===== DATA FOR ANALYSIS
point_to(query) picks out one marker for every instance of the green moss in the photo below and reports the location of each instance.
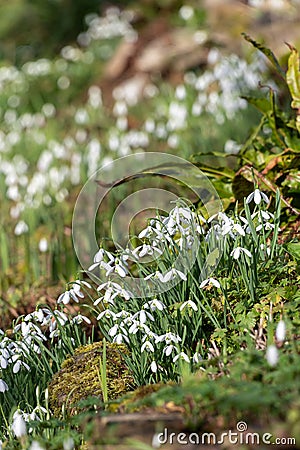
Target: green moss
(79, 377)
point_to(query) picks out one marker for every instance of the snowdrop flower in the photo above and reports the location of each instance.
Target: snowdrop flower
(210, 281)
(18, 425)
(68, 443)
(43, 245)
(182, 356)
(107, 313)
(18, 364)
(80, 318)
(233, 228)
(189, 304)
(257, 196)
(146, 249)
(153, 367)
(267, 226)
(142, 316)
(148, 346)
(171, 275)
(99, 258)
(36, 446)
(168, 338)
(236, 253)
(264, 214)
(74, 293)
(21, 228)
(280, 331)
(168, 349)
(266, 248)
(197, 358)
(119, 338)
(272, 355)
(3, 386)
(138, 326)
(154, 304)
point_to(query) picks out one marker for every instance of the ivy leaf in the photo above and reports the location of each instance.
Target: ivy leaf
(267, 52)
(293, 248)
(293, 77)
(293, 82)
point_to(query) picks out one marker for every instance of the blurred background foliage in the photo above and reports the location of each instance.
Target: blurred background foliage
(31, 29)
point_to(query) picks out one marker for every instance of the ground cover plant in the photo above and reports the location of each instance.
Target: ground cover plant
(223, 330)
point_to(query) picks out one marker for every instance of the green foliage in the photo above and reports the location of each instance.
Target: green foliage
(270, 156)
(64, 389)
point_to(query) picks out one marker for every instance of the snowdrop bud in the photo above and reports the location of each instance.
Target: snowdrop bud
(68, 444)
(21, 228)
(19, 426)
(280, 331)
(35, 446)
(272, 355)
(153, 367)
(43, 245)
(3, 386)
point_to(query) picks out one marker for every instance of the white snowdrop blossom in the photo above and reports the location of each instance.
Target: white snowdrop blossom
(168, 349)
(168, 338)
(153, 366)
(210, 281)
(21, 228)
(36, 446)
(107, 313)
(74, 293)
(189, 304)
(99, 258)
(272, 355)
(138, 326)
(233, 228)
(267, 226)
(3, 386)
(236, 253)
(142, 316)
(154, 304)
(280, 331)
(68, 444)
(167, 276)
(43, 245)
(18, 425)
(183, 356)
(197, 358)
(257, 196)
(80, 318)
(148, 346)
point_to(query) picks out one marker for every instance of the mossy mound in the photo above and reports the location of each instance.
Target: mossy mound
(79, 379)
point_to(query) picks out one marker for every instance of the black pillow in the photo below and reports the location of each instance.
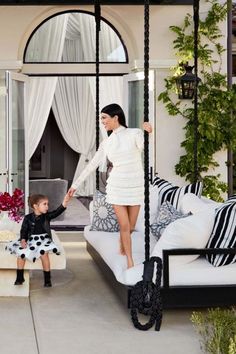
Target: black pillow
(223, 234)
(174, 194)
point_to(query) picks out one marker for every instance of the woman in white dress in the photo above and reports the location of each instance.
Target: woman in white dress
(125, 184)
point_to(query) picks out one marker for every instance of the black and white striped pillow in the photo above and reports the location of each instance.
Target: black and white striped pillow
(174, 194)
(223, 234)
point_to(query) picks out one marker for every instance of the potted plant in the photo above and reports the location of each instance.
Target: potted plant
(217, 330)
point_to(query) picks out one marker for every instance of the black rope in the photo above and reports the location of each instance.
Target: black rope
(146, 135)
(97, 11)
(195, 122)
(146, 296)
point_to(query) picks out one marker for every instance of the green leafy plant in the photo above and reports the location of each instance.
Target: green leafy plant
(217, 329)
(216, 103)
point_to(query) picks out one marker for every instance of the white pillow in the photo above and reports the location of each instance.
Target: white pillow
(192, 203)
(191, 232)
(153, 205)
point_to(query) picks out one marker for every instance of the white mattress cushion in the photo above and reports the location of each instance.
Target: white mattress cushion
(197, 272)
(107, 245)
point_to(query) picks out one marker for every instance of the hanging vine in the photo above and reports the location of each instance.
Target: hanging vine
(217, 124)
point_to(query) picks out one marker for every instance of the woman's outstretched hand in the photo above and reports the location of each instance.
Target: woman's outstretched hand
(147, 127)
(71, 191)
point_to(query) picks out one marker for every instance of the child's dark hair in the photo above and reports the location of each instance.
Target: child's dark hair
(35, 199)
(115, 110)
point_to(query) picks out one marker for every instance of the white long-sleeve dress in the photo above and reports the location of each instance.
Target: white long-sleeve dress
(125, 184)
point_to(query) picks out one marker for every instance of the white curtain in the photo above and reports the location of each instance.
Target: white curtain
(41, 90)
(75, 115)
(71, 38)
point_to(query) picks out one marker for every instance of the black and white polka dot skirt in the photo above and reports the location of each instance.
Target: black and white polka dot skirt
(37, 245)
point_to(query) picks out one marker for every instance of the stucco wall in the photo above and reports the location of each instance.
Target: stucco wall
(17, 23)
==========
Please output exactly the lines between the one holding "striped pillow in" and the one holding "the white mattress" in the records above, inclusive, and nothing more.

point_to(query) picks out one marker for every instance of the black and white striped pillow in the photo above and reports the location of each instance.
Target: black and white striped pillow
(174, 194)
(223, 234)
point_to(query) picks out one marker for every instance of the potted plant in the photo above and reports the location of each instance.
Target: potted plant
(217, 330)
point_to(query) picks out one marker for every instance of the black rope in the photo above and reports the location of each instance.
Target: black rope
(146, 135)
(97, 11)
(195, 122)
(146, 296)
point_to(query) picks out one marker for every instance of the green leafy plant in the photo above and reports the location of each instance.
Target: green leafy plant
(217, 329)
(216, 103)
point_to(query) picks out one marker for every instance of the white pillow in the photo above and reports the location of each instance.
Target: white pillow
(192, 203)
(191, 232)
(153, 205)
point_to(query) picks out one marker for every instance of the white mattress cushion in the photo above and reports the location of each instance.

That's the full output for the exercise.